Haggard did know the grief of losing a son (to measles I think) but strangely that was not until four years after ALLAN QUATERMAIN was published.
Kipling suffers from an image problem these days (as does Haggard unfortunately). Critics with an agenda have propagated the image of each as an insufferable mouthpiece for oppressive colonialism. The problem with critics with agendas is that they rarely bother to trouble themselves actually reading the subject of their scorn and thus indulge in the sort of lazy stereotyping based on popular perception that they would otherwise decry. One of the Oxbridge colleges recently saw a student revolt after one of the lecturers innocently tried to invoke "If" as an incentive to scholarly aspiration and achievement. The student firebrands had no problem with the sentiment of the poem only with the fact that the evil imperialist Kipling had written it. The message this conveys that artistic expression is only sacrosanct so long as the creator passes your own political-ethical scrutiny is presumably not the one the reactionaries intended to convey. But it does demonstrate how blinkered the earnest can be.

■ **INSTRUCTION**: Could you continue the passage on the reputations of Kipling and Haggard, picking up right after its final sentence?

■ **RECORDS PROVIDED**:
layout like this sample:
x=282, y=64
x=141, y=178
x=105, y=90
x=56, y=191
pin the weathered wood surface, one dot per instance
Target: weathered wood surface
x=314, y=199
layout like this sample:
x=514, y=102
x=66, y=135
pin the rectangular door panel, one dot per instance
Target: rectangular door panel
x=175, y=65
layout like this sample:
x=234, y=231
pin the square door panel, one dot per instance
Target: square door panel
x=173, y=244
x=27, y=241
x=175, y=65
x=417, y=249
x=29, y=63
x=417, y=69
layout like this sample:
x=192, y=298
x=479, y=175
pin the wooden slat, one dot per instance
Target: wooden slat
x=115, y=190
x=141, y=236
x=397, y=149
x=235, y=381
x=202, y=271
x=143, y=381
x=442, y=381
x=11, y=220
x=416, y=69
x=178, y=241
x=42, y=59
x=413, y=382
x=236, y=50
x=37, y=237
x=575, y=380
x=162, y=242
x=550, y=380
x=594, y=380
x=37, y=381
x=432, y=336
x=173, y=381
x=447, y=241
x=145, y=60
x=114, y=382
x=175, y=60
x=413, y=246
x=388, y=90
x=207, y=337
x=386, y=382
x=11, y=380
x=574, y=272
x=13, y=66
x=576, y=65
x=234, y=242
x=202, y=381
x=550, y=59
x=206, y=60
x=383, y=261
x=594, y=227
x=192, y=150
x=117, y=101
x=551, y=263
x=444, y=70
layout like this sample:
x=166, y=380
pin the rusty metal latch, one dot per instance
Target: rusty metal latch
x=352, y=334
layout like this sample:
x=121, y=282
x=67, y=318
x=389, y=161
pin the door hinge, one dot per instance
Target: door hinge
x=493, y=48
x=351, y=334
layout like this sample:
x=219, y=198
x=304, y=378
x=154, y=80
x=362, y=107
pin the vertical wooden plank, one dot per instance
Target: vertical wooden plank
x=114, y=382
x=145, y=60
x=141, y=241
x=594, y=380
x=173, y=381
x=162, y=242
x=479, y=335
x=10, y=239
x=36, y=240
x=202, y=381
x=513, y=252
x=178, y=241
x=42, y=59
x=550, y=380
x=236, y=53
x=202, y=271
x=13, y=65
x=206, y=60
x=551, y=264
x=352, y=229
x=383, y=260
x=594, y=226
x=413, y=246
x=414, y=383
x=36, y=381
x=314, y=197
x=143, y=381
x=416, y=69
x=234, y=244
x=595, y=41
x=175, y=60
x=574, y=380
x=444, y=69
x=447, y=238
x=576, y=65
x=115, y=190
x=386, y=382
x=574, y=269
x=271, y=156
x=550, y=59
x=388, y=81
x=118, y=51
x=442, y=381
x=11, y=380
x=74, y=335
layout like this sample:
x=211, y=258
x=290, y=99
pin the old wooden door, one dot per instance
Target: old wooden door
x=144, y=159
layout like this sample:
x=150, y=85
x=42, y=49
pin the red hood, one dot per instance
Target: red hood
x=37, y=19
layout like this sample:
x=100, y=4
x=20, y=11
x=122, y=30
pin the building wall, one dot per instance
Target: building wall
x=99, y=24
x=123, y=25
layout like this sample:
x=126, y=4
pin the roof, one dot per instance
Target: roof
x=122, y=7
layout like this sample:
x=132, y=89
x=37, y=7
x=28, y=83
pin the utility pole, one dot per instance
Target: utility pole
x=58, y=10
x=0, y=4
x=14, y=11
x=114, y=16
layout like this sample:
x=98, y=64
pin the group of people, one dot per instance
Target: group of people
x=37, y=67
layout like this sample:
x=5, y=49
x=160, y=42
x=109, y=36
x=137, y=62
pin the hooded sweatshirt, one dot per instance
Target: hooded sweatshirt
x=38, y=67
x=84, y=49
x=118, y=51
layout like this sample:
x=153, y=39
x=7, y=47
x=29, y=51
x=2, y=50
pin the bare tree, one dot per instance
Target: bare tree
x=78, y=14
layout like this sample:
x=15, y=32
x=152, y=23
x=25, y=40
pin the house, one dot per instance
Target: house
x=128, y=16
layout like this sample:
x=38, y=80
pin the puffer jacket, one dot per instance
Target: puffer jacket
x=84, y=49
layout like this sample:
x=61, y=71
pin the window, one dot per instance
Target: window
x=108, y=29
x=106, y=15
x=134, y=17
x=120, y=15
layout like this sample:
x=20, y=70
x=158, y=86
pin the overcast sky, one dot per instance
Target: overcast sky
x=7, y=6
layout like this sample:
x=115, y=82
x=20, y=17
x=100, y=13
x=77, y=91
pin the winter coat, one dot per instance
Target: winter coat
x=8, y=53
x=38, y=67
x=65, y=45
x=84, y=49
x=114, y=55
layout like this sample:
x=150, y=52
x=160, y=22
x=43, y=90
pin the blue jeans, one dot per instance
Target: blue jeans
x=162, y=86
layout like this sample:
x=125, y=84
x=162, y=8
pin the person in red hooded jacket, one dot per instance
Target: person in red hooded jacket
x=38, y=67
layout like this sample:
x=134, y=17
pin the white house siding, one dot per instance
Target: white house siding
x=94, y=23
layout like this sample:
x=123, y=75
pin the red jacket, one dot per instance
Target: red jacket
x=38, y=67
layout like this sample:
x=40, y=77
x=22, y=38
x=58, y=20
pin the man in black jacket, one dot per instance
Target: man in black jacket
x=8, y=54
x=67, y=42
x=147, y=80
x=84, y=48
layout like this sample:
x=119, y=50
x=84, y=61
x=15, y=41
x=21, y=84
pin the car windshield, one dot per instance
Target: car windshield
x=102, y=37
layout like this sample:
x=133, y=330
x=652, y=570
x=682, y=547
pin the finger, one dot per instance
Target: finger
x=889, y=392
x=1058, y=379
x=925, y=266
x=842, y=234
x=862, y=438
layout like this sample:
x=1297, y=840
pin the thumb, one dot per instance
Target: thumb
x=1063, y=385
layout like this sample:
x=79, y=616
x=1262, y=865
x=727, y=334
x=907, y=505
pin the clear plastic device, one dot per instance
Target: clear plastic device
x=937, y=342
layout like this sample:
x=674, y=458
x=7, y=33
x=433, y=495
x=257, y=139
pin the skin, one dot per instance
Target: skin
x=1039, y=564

■ **OUTPUT**:
Kipling's star certainly does not shine so bright as once it did but he has not stopped being read and on account of the children's books never will be. Personally I find the post WW1 work, written in the aftermath of the loss of his own son, too opaque for my taste. He seemed to develop a relish for allegory to the extent of neglecting the foremost aim of a storyteller which is to entertain. But I will always return to the pre WW1 work which was written under a sunnier disposition. There is clear evidence there of genius at work.
Should you ever develop the urge to read him I would recommend PLAIN TALES FROM THE HILLS. The tales are short with their length dictated by the space available in the Indian newspaper he worked on to accomodate them. Oscar Wilde described it as seeing slices of native life by flashes of lightning - or something to that effect anyway.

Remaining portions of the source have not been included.